## Task description
Quote every line of the listing below word for word, leaving out the pictures.

+===+

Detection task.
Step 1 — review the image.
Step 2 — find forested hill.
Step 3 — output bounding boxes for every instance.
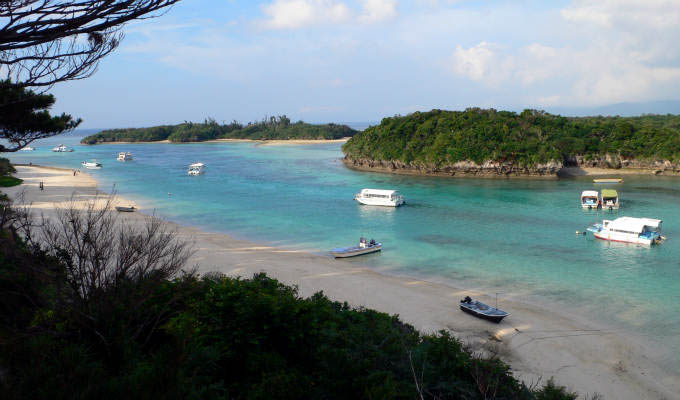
[81,115,357,144]
[343,108,680,174]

+===+

## Problem solution
Detection task.
Step 1 — review the image.
Step 2 — find forested hill.
Step 3 — output bounding boxes for every instance.
[81,115,357,144]
[343,108,680,174]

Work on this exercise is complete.